- _Supplied text_
◇ ◇ ◇ ◇
I wrote this as a comment originally, and since I am sitting here at a bar that claims the World’s Largest Selection of Draft Beer I realized it would make a good post, where “good” is a measure of speed. I am in a race against time: my blood alcohol level; ability to write; battery life; and my desire to sample as many fine Belgian beers as possible. So pardon my recycling.

There Are Worse Things Than Statistics
To paraphrase, there are lies, damn lies and storage performance numbers – I hesitate to call them statistics for fear of giving statistics an even worse reputation than they’ve already got.

This came up when some devoted readers questioned the benchmarks used for the ZFS vs Hardware RAID numbers. I didn’t dig into the benchmarks (those Unix system results may mean something to you, but they give me a headache) Robert used for his test to see what the mix of I/O sizes are. The typical strategy for describing array performance is to run a test that will give the absolute best possible number for the attribute one is measuring.

Surprise: Vendors Use The Absolute Best Numbers They Can Somehow Justify
For bandwidth that means reading and writing really big files – which is fine if you are doing video production or 3D seismic analysis – and totally irrelevant for almost all common workloads. For IOPS numbers that means the smallest possible I/Os as fast as possible – which usually means everything is sitting in cache. While that is nice when it happens, that is also an unlikely event in the real world.

Welcome To The Unreal World
So other than storage marketing people being lying scum, what is the point of benchmarks that only reflect un-real-world performance? Consider all storage benchmarks as simply telling you what the absolute maximum you could ever see in that metric – the vendor’s guaranteed absolutely “will never exceed” number. If you have good reason to believe you’ll need more than that then be afraid – be very afraid.
◇ ◇ ◇ ◇
- _Material provided_

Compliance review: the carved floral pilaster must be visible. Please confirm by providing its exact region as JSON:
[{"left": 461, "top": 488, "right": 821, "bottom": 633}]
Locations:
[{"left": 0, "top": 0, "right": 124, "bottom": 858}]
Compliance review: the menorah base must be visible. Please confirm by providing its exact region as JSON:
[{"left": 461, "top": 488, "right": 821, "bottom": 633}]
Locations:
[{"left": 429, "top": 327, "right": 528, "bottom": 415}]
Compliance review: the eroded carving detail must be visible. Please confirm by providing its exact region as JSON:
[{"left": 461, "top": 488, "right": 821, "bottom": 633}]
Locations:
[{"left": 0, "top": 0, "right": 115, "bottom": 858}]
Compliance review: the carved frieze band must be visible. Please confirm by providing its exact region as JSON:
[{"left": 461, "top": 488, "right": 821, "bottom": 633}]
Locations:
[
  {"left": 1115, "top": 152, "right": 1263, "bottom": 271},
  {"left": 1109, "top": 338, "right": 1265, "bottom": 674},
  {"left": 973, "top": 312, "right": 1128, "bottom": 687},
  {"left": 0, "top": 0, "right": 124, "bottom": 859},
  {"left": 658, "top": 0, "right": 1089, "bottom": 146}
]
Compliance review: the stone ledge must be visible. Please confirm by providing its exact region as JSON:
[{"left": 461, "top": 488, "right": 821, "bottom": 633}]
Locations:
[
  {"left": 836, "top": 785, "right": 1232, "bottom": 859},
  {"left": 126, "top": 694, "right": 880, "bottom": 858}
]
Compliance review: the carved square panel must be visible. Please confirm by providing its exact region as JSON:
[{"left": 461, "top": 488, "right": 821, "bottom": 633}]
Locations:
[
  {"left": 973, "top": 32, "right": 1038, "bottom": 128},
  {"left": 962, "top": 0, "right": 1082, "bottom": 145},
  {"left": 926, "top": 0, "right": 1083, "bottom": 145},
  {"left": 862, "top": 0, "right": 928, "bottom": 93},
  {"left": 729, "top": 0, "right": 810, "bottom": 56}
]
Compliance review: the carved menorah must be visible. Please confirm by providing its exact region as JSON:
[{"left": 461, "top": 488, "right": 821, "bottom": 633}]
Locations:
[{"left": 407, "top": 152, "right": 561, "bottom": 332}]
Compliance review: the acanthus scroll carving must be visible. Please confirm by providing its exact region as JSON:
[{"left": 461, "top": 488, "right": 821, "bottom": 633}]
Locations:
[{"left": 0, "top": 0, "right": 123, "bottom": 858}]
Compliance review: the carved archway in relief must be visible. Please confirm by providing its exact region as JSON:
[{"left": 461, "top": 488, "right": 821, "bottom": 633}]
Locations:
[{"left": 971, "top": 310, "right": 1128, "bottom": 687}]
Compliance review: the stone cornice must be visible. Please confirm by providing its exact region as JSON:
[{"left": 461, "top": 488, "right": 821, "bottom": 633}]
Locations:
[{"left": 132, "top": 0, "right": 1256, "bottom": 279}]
◇ ◇ ◇ ◇
- _Short task_
Set down the passage from the post on storage benchmarks word for word, beginning at the words "This came up" and stopping after "one is measuring.".

- _Exercise output_
This came up when some devoted readers questioned the benchmarks used for the ZFS vs Hardware RAID numbers. I didn’t dig into the benchmarks (those Unix system results may mean something to you, but they give me a headache) Robert used for his test to see what the mix of I/O sizes are. The typical strategy for describing array performance is to run a test that will give the absolute best possible number for the attribute one is measuring.